You might not think a connection can be drawn between Wall Street speculators and corporate managers, but I have seen the same tendency in both to view a business as an abstract collection of assets and liabilities that can be moved around like pieces on a chess board. The speculator might have an excuse—his interest is making a quick kill, but the corporate manager has been hired to manage the business.

I think the reason MBWA hasn't caught on as much as it should is because it's viewed as too much work to get off your backside and learn about what's really going on in the business. There's a certain appeal to playing mental gymnastics with your pals. I call it Theoretical Management. It's management by theory, not practice. You see it everywhere—managers telling us what could be and should be, but unfortunately isn't.

Tom Peters posted this on 09/07/05.

Comments

Noel--to briefly return to Mr. Ford--he regularly railed against the speculators and "Wall St. financiers" who had exactly the same attitude that Mr. Schwed expresses.

Posted by Mike at September 7, 2005 11:31 AM


Excellent analysis Noel, and unfortunately right on the money. The bottom line for large business investors/owners is profit and shares rather than the Mary and Joes who work hard each day to achieve it. It IS like a chess game to many, and unfortunately, like in chess, the pieces on the board are vulnerable; their role, sometimes unknowingly, is to protect the King. And the King is green.

Posted by Tom O'Leary at September 7, 2005 12:00 PM


MBWA is too tough on some managers. It can clearly place them in the line of fire...they may have to do something and be accountable. In the book, The Oz Principle, Getting Results Through Individual and Organizational Accountability, the authors make an interesting statement. They propose that too often, Results = No results + a good story. 'Not knowing' is often that good story. I have personally had clients tell me that they have had to schedule appointments with their supervisor up to two weeks out!

How tragic it was to hear FEMA say they were not aware of some of the conditions in New Orleans, with the story being on every news channel in the country.

MBWA will always be a good tool for getting the real story.

- _Tasks and exercises_
• a. Translate into Spanish this sentence from the MBWA blog post: "It's management by theory, not practice."
• b. Transcribe the MBWA blog post word for word, from "Noel--to briefly return" up to and including "Mr. Schwed expresses.".
• c. Pick up the MBWA blog post after its final line and carry it on for a few more sentences.

- _Entries shown_
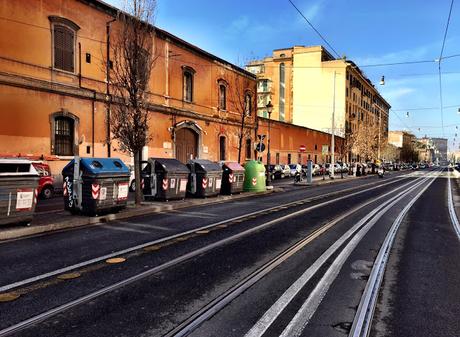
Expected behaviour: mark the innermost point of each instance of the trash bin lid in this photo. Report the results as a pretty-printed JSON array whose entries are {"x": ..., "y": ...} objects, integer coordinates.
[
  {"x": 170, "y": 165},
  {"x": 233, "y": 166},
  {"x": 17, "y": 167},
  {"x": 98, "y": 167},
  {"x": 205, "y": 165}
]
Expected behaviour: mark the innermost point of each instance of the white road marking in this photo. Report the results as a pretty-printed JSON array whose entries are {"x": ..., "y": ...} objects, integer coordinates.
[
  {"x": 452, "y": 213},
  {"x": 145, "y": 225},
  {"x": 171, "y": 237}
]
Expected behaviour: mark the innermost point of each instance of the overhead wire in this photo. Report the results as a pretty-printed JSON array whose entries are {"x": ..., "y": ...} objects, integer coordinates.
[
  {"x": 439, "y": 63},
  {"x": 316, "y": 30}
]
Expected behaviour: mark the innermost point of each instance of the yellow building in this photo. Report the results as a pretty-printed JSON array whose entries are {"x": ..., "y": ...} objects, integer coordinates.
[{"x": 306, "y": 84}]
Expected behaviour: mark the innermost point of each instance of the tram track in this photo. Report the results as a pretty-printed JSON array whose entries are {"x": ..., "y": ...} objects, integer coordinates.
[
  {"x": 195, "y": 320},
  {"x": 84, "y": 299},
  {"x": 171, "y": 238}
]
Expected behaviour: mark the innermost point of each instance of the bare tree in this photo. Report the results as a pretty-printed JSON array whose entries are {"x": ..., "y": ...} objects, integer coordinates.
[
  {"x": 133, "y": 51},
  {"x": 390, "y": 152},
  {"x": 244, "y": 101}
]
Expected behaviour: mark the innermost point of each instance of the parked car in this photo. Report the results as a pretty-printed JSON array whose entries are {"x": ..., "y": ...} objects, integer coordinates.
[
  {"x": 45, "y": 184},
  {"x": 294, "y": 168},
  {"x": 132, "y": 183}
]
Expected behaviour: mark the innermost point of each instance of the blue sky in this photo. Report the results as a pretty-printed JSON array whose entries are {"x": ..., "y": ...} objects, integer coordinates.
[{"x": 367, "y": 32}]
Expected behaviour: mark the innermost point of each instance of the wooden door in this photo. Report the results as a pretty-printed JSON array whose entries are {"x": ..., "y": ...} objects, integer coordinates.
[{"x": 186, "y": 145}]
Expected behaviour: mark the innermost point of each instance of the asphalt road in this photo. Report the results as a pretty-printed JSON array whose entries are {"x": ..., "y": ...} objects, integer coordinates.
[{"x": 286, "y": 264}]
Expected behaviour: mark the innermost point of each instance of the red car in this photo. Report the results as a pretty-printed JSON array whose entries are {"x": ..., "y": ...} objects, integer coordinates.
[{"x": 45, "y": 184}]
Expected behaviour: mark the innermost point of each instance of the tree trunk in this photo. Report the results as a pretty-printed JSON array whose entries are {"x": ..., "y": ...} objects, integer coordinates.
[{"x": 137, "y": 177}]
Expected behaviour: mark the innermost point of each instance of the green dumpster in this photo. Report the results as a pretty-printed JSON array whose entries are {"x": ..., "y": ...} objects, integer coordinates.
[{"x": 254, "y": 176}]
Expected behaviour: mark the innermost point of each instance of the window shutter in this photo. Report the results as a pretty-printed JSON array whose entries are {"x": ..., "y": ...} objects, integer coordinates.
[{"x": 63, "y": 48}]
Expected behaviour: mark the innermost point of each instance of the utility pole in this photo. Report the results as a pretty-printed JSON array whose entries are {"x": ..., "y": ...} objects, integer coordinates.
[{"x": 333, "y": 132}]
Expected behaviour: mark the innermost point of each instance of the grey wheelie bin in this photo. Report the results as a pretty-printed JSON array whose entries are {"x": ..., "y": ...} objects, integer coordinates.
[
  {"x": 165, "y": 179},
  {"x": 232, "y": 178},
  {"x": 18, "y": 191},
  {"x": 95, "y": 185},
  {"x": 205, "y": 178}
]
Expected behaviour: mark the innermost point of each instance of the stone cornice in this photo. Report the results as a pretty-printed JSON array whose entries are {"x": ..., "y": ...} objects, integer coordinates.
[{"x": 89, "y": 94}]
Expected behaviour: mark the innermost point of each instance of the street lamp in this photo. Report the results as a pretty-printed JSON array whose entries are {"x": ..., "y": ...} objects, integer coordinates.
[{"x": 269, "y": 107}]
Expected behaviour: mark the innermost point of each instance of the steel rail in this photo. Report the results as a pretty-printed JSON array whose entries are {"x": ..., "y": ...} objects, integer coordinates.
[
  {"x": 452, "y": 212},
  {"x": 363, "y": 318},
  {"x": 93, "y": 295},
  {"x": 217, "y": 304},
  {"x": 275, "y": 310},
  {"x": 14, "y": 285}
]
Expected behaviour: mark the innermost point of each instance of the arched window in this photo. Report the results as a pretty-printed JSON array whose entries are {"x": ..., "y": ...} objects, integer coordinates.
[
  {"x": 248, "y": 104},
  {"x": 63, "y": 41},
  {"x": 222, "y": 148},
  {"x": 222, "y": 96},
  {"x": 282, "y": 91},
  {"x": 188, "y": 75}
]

- _Answers for each item_
• a. Es una gestión basada en la teoría, no en la práctica.

• b.
Noel--to briefly return to Mr. Ford--he regularly railed against the speculators and "Wall St. financiers" who had exactly the same attitude that Mr. Schwed expresses.

• c.
Posted by Phil Bowers at September 7, 2005 12:52 PM


I agree with using Management By Walking Around to get at the real story, but it's not in my experience what people use it for, when they bother to use it. More often, they want people to see them and chat with them and think they're a really personable guy, as if it were a PR exercise.

The purpose of MBWA in my opinion is getting at the facts of a business, or a situation, first-hand rather than relying on the 'facts' as they are being reported to you.

But often what we think are facts aren't.

I'd like to post a memo written by a very successful businessperson of a Fortune 500 company that he sent to his management team when he was appointed CEO (the asterisks indicate italics):

"Yesterday we put in a long, hard-driving meeting, mostly seeking the facts on which easy management decisions could be then made. I think the most important conclusion to be drawn is simple. There is no word in the English language that more strongly conveys the intent of incontrovertibility, i.e., "final and reliable reality," than the word "fact."

However, no word is more honored by its breach in actual usage.

For example, there are and we saw yesterday:

"Apparent facts."
"Assumed facts."
"Reported facts."
"Hoped-for facts."
"Facts" so labeled and accepted as facts - i.e., "accepted facts" - and many others of similar derivation!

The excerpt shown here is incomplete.